[Stored data entries]

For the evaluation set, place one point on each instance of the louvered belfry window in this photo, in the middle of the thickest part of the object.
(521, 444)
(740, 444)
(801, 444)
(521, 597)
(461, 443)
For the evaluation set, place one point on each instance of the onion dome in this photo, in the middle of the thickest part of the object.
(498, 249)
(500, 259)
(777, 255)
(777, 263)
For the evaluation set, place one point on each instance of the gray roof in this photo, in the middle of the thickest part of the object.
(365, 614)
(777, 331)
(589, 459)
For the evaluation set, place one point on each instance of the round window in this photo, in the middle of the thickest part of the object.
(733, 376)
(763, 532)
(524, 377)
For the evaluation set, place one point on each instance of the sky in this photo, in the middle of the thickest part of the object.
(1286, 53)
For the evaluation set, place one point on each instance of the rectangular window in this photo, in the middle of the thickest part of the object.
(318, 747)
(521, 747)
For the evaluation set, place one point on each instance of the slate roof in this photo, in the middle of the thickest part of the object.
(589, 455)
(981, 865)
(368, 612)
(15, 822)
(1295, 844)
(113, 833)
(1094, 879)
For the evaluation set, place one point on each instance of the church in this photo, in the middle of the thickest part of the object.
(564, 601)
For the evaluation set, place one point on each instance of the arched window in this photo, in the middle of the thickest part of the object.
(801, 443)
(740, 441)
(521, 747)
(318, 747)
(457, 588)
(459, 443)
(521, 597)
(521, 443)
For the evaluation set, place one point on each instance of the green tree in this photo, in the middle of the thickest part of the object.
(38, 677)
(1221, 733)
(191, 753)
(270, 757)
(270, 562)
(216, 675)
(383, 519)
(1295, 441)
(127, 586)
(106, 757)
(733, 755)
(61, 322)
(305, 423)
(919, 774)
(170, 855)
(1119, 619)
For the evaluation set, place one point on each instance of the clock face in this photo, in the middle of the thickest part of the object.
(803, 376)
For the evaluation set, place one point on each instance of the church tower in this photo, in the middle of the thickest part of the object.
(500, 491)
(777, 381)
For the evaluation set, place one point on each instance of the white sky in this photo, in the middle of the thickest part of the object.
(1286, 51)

- _EXERCISE PROMPT_
Rename "evaluation set" to "test set" throughout the material above and reproduce it with everything else unchanged.

- _WRITTEN RESPONSE_
For the test set, place one point on each instance of the louvered belfry window in this photo, in the middle of the thickest part of the object.
(521, 444)
(740, 444)
(801, 444)
(521, 597)
(461, 443)
For the test set, place one point on each instance of the onion dome in this photo, in the middle of the thickest part of the object.
(498, 249)
(500, 259)
(777, 255)
(777, 263)
For the test set, place one point on each instance of the gray roof in this photo, in the middle of the thickest part of the object.
(365, 614)
(777, 331)
(589, 459)
For the test set, place one point on each instance of the round window in this photo, in the middle of the thickest part of the object.
(733, 376)
(763, 532)
(524, 377)
For the test set, place one point on each instance of the sky in this photo, in the middle of the thickest part of the object.
(1286, 53)
For the test set, place one point on each instance of the rectangular window in this photo, in the middle of the thickest part of the object.
(318, 747)
(521, 747)
For the test set, place one point on each instance of the slate roof in this photo, in the middle of the thickest part of the object.
(589, 455)
(981, 865)
(368, 612)
(15, 822)
(1295, 844)
(113, 833)
(1094, 879)
For the test set, place one point on each instance of the church in this photo, in the middle of the thickest part of the object.
(564, 601)
For the test set, place one point on each instance of the arched window in this photo, in the middle of the thickest part of the object.
(801, 443)
(740, 441)
(521, 747)
(318, 747)
(457, 588)
(459, 443)
(521, 597)
(521, 443)
For the test set, place one point on each instance of the green tree in this photo, in the middle of the thickest part of the object.
(38, 677)
(1221, 733)
(191, 753)
(270, 757)
(270, 562)
(216, 675)
(383, 519)
(1295, 441)
(127, 586)
(106, 757)
(733, 755)
(61, 322)
(305, 423)
(919, 774)
(170, 855)
(1119, 619)
For the test set, place one point on each instance of the clock face in this photo, in the middle of the thickest part of the object.
(803, 376)
For the test set, place one point on each instance of the church tower in this photo, in the middle of the thickest part of the object.
(500, 491)
(777, 381)
For the test set, place one point on each instance of the white sky in this photo, in the middle of the thickest part of the object.
(1286, 51)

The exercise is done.